ABOUT THIS TASK | What lines of the data include the string "group"? Copy them all.

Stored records
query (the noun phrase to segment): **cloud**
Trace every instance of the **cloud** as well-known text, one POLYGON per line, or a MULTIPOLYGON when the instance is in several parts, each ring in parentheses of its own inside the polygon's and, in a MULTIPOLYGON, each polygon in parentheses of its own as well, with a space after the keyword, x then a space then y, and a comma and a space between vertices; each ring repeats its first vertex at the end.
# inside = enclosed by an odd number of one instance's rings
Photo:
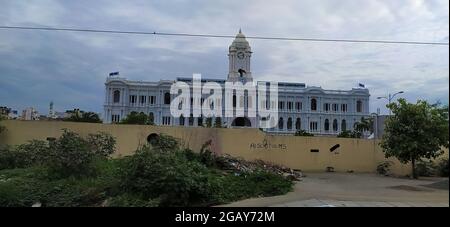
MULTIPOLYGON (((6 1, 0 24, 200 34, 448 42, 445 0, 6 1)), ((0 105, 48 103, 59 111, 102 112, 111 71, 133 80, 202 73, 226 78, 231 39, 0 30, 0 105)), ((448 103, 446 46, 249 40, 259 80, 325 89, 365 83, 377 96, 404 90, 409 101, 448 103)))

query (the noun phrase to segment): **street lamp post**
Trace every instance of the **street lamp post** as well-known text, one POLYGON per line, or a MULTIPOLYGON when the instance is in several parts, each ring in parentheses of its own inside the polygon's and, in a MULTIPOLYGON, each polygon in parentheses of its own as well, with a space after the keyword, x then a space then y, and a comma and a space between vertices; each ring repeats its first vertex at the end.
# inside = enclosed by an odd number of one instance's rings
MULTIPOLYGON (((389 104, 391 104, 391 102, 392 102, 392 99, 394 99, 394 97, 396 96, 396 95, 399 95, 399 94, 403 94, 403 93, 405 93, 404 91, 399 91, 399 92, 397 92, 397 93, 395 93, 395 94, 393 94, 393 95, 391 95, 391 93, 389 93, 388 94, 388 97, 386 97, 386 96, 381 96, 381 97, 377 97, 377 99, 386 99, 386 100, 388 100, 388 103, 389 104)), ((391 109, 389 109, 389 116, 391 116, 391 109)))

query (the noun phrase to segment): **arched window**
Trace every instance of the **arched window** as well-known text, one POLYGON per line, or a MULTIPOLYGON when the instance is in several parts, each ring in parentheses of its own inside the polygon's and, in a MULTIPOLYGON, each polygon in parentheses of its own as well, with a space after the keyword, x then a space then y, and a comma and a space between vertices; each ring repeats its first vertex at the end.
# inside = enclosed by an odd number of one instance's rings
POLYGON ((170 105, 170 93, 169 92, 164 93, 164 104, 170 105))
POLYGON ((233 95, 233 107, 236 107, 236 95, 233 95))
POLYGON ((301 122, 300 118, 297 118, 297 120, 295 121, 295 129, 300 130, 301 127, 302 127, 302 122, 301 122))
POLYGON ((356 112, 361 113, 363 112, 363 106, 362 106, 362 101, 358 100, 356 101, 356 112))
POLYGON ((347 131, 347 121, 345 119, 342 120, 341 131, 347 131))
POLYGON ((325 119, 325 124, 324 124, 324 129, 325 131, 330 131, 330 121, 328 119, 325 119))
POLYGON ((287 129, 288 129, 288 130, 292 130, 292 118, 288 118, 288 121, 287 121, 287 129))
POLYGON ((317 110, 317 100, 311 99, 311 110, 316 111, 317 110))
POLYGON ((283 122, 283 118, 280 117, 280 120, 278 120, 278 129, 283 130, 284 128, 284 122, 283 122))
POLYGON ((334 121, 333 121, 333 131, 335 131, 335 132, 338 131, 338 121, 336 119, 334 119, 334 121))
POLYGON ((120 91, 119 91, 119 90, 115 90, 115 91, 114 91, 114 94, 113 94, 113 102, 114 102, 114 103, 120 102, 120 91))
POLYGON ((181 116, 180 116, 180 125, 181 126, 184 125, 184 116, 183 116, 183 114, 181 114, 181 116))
--
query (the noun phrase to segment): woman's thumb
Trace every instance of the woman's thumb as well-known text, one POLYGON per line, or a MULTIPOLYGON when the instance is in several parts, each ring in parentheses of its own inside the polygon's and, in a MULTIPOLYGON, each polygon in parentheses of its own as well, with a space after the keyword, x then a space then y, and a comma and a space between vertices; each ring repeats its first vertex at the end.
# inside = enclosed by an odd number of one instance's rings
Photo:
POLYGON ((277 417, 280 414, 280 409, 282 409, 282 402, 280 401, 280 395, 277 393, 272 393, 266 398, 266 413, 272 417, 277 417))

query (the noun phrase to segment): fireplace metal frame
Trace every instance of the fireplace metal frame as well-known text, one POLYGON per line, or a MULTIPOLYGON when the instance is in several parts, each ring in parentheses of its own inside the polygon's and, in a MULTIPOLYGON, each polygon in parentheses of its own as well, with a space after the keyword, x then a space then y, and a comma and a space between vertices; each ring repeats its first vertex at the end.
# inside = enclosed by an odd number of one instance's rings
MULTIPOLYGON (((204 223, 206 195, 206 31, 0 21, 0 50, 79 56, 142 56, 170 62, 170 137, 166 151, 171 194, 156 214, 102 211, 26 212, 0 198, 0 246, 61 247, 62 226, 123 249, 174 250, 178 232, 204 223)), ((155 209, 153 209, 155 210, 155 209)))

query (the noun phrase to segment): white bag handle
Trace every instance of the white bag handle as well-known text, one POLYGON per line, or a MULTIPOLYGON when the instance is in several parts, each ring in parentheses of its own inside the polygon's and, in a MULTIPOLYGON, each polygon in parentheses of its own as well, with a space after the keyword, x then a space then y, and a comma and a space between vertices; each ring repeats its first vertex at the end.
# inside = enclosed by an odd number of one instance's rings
* * *
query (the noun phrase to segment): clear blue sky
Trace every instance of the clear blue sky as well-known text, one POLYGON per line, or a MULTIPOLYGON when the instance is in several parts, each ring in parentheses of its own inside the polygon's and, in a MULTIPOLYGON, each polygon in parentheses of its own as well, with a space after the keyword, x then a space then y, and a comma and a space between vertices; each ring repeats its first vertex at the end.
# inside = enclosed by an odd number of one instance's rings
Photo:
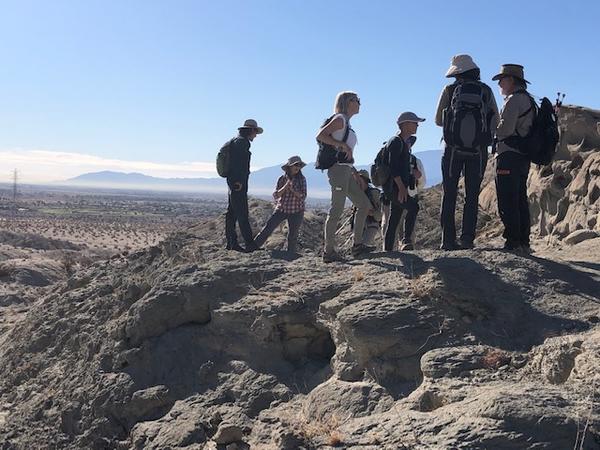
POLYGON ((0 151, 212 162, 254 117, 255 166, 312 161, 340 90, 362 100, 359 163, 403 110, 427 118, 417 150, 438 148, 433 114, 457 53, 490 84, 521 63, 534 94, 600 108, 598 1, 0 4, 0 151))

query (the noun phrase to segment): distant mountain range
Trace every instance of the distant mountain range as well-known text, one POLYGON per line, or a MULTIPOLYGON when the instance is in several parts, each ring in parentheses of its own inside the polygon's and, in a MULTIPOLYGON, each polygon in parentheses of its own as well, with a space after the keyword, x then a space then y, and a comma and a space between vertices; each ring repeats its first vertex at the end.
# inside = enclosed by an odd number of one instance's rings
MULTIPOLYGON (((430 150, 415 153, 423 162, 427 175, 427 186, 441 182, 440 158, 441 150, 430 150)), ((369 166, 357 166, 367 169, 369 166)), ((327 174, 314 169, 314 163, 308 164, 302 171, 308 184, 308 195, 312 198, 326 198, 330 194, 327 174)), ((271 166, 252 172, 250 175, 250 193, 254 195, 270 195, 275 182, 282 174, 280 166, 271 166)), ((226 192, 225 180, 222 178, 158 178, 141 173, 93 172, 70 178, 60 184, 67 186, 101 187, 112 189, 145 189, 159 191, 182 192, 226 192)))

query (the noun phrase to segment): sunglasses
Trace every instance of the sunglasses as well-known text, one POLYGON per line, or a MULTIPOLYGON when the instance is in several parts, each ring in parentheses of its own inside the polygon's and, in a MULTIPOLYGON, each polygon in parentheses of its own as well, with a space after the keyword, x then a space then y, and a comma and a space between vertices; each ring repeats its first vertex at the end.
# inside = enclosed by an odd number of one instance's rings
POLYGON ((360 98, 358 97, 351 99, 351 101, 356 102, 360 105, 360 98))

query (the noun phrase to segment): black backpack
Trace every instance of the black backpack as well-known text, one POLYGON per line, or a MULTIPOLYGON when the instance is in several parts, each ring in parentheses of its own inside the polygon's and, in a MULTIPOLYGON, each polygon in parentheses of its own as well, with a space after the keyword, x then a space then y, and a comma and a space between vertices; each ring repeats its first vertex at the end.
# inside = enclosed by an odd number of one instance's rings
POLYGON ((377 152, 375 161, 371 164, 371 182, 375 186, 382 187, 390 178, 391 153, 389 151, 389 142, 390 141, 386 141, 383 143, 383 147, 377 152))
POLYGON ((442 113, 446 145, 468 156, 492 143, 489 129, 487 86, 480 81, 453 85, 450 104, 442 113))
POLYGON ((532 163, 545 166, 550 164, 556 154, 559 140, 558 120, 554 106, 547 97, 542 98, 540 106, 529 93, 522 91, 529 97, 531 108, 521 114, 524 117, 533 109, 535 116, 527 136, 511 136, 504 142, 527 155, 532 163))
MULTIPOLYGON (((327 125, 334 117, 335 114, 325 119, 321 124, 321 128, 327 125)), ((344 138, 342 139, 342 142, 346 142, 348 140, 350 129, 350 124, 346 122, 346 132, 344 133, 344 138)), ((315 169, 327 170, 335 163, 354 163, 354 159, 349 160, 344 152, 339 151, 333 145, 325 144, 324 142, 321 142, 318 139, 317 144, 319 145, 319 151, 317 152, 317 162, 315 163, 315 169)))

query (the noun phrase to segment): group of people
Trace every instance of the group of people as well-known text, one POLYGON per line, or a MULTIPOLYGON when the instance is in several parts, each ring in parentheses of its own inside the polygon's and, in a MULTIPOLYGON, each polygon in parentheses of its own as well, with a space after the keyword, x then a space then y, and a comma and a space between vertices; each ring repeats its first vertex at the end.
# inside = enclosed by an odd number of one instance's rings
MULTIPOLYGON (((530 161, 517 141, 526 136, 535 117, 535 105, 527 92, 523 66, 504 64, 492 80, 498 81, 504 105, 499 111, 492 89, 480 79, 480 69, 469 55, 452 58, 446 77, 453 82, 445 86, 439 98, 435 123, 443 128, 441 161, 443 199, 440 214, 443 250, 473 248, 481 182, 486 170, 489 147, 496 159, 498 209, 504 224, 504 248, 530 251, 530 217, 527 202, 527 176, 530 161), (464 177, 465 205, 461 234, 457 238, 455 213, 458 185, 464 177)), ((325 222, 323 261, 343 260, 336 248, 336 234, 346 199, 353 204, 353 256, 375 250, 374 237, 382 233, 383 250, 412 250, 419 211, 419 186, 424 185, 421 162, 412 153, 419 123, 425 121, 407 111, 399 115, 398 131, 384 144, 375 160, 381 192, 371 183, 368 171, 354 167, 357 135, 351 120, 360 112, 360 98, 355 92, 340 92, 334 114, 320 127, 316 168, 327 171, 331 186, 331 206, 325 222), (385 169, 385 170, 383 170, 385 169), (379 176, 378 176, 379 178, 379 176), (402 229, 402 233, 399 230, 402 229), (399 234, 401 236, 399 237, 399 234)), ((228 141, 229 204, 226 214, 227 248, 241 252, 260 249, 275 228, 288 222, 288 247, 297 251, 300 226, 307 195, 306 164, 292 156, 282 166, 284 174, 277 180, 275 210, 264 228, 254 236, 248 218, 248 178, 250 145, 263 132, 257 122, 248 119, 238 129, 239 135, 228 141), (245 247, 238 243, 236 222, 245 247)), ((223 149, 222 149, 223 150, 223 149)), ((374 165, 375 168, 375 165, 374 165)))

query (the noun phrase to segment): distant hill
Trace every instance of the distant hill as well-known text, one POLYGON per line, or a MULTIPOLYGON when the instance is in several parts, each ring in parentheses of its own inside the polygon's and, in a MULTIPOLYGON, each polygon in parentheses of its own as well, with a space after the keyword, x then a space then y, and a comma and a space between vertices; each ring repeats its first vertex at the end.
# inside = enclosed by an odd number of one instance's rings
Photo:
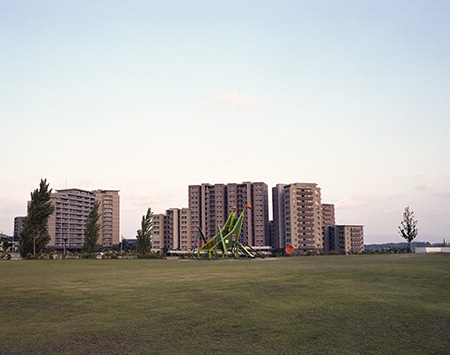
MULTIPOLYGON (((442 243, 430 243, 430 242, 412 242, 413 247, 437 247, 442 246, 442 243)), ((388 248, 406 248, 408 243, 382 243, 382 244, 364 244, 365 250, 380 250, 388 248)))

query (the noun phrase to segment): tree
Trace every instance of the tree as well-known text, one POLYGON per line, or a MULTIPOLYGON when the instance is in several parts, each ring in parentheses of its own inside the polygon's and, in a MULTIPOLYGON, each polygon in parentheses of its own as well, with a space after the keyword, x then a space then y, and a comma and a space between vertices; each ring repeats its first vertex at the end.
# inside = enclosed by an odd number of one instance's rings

SOLUTION FOR THIS EXERCISE |
query (the noun phrase to segment): group of people
Trace every instance of the group of people as well-known text, one POLYGON per line, or a MULTIPOLYGON when the instance is in several parts, each ring in parentheses of its own inside the polygon's and, in a MULTIPOLYGON, each polygon in parentheses of its own as well, with a space after the keyword, x then a space then y, and a comma and a space between vertices; each ring repeats its first vertex at the end.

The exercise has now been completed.